### O QUE FAZER
Devolva na íntegra, sem qualquer alteração, o texto sobre SABR em pacientes com câncer de pulmão.

### TEXTO EM ESTUDO
★ ★ ★ ★ ★ ★ ★

Vol.II Número 05 Out. 2020

SABR em pacientes com câncer de pulmão: quando, como e para quem?

daniel 200 foto2 bxA radioterapia estereotática ablativa (SABR, do inglês stereotactic ablative radiotherapy) cresce como estratégia para o tratamento de pacientes com câncer de pulmão não pequenas células com doença inicial, mas que não são candidatos potenciais à cirurgia. Em artigo de revisão, Maria Thereza Mansur Starling e Daniel Przybysz (foto) discutem evidências e indicações da SABR na oncologia torácica.

Autores: Daniel Przybysz1 e Maria Thereza Mansur Starling2

1 - Rádio-oncologista; membro do UpToDate Oncologia e do Comitê de Radioterapia Avançada da International Association for the Study of Lung Cancer (IASLC)
2 - Rádio-Oncologista; Preceptora da Residência em Radioterapia do Hospital Sírio-Libanês. 

Resumo: A radioterapia estereotática ablativa (SABR, do inglês stereotactic ablative radiotherapy), também descrita como radioterapia ou radiocirurgia estereotática corporal (SBRT, do inglês stereotactic body radiation therapy) cresce como estratégia para o tratamento de pacientes com câncer de pulmão não pequenas células com doença inicial, mas que não são candidatos potenciais à cirurgia. Neste artigo de revisão, Maria Thereza Mansur Starling e Daniel Przybysz discutem resultados da SABR frente à cirurgia, ao fracionamento convencional e em combinação com inibidores de checkpoint imune.

★ ★ ★ ★ ★ ★ ★

### REGISTROS DE DADOS
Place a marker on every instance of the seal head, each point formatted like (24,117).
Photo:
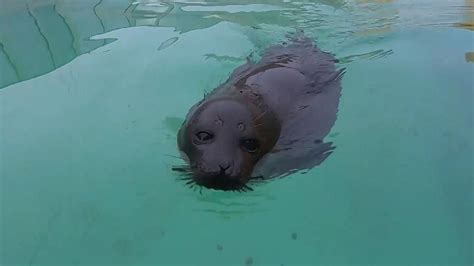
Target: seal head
(224,138)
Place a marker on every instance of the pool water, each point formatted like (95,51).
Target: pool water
(92,94)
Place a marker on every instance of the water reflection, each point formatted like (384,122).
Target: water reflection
(39,36)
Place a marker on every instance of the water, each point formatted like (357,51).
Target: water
(93,92)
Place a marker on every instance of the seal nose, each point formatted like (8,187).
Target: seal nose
(225,167)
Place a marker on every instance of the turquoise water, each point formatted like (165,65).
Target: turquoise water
(93,92)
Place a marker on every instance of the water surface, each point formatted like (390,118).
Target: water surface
(93,92)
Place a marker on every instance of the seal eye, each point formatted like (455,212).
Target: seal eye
(251,145)
(203,137)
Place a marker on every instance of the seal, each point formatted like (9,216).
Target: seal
(268,119)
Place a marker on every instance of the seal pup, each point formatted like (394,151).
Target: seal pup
(268,119)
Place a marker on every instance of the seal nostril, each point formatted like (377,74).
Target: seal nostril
(224,168)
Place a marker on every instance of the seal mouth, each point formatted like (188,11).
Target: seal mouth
(216,181)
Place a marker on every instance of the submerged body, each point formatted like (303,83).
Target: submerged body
(268,119)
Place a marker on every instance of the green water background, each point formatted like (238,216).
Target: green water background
(93,93)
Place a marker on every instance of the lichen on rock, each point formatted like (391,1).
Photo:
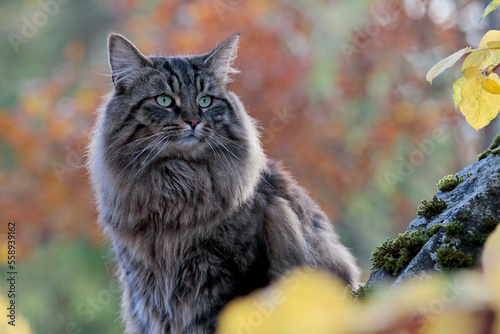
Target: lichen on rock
(468,212)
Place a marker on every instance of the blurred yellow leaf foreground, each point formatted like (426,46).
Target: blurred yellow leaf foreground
(305,301)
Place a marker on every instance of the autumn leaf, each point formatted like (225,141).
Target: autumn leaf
(446,63)
(478,105)
(480,59)
(491,7)
(457,91)
(491,86)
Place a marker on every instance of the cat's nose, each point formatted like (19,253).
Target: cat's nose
(193,122)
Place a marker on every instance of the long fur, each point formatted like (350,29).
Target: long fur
(196,215)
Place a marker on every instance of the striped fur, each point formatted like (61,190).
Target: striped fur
(196,215)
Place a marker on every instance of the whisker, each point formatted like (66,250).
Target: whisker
(227,140)
(140,140)
(138,155)
(150,160)
(228,162)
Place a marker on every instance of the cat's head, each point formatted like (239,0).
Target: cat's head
(173,107)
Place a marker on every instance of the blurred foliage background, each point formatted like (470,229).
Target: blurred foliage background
(338,87)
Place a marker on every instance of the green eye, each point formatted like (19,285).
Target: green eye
(164,100)
(205,101)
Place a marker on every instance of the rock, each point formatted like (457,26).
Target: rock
(472,212)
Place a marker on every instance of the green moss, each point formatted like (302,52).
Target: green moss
(454,229)
(395,254)
(361,294)
(463,217)
(434,229)
(431,208)
(493,149)
(490,225)
(450,182)
(477,239)
(451,258)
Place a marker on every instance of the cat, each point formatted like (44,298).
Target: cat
(195,211)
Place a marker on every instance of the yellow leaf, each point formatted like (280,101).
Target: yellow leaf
(446,63)
(491,86)
(479,58)
(457,90)
(479,106)
(471,72)
(492,35)
(493,45)
(491,7)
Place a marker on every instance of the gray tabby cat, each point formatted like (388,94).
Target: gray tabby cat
(195,211)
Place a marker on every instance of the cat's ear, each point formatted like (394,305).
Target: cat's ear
(125,60)
(220,61)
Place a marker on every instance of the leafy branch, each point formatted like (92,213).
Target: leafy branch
(477,92)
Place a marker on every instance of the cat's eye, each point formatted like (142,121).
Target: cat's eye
(205,101)
(164,100)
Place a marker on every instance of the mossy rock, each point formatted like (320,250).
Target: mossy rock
(467,206)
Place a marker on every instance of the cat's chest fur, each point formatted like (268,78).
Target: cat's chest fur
(167,271)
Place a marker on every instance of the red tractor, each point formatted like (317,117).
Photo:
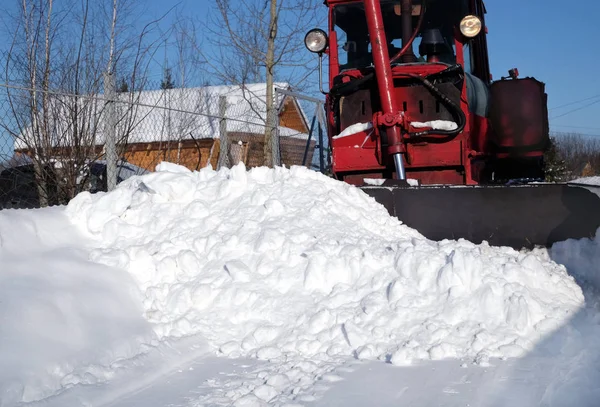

★ ★ ★ ★ ★ ★ ★

### RESPOSTA DO EXERCÍCIO
Vol.II Número 05 Out. 2020

SABR em pacientes com câncer de pulmão: quando, como e para quem?

daniel 200 foto2 bxA radioterapia estereotática ablativa (SABR, do inglês stereotactic ablative radiotherapy) cresce como estratégia para o tratamento de pacientes com câncer de pulmão não pequenas células com doença inicial, mas que não são candidatos potenciais à cirurgia. Em artigo de revisão, Maria Thereza Mansur Starling e Daniel Przybysz (foto) discutem evidências e indicações da SABR na oncologia torácica.

Autores: Daniel Przybysz1 e Maria Thereza Mansur Starling2

1 - Rádio-oncologista; membro do UpToDate Oncologia e do Comitê de Radioterapia Avançada da International Association for the Study of Lung Cancer (IASLC)
2 - Rádio-Oncologista; Preceptora da Residência em Radioterapia do Hospital Sírio-Libanês. 

Resumo: A radioterapia estereotática ablativa (SABR, do inglês stereotactic ablative radiotherapy), também descrita como radioterapia ou radiocirurgia estereotática corporal (SBRT, do inglês stereotactic body radiation therapy) cresce como estratégia para o tratamento de pacientes com câncer de pulmão não pequenas células com doença inicial, mas que não são candidatos potenciais à cirurgia. Neste artigo de revisão, Maria Thereza Mansur Starling e Daniel Przybysz discutem resultados da SABR frente à cirurgia, ao fracionamento convencional e em combinação com inibidores de checkpoint imune.